TASK REQUIREMENTS:
Copy the records from the start through the line containing "x=377 y=236", both ends included, and keep the requests and their sample coordinates unchanged. In the answers, scale every x and y coordinate by 0.75 and round to a whole number, with halves rounding up.

DATASET RECORDS:
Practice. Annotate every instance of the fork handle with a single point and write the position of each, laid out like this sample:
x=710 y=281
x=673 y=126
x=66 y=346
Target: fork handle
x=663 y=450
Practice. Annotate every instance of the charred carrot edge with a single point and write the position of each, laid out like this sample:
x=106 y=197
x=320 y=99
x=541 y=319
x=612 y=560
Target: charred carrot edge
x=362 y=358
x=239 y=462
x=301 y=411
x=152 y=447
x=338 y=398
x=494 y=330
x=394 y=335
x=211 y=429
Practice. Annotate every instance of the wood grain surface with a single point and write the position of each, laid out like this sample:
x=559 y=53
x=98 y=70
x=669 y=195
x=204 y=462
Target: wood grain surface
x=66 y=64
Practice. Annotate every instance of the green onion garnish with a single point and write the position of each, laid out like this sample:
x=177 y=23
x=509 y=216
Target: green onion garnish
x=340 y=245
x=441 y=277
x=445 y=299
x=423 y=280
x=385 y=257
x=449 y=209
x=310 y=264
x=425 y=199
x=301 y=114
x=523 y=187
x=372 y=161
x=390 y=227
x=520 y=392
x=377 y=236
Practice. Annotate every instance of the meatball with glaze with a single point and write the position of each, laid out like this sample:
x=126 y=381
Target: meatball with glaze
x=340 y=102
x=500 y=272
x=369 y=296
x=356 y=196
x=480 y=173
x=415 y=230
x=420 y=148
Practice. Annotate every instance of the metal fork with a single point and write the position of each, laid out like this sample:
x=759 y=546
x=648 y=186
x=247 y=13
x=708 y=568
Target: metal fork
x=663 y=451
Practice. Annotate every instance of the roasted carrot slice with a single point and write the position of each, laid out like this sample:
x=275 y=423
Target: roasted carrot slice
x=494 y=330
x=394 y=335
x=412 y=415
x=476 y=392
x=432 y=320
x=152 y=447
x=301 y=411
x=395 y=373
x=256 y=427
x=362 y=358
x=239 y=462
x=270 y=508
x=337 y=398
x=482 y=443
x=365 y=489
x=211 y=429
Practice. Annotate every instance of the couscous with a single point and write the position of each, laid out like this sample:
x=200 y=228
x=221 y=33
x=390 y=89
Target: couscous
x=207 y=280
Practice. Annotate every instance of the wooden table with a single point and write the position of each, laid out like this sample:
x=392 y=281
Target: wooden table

FINISHED TASK:
Practice. Annotate every instance of the fork handle with a single point and write the position of each, laid out like this sample:
x=710 y=281
x=673 y=126
x=66 y=346
Target: fork handle
x=497 y=338
Practice. Annotate every instance of the charred carrot edge with a single point and write the position of each, laid out like this sample:
x=106 y=197
x=320 y=99
x=541 y=319
x=612 y=560
Target: charred carrot edge
x=272 y=269
x=179 y=347
x=226 y=308
x=114 y=335
x=254 y=299
x=371 y=248
x=296 y=251
x=158 y=322
Practice. Annotate every instance of the wood grain surface with a single point and write the position of each, laid out like this sample:
x=559 y=53
x=98 y=70
x=669 y=195
x=204 y=462
Target: wood grain surface
x=50 y=48
Practice. Annotate every instance of the green onion garnish with a single point and write the position of each, laid out like this sample:
x=177 y=23
x=509 y=216
Target: green onion garnish
x=255 y=184
x=331 y=208
x=334 y=224
x=317 y=210
x=289 y=193
x=337 y=157
x=233 y=198
x=319 y=149
x=226 y=86
x=392 y=140
x=279 y=121
x=293 y=170
x=390 y=294
x=283 y=177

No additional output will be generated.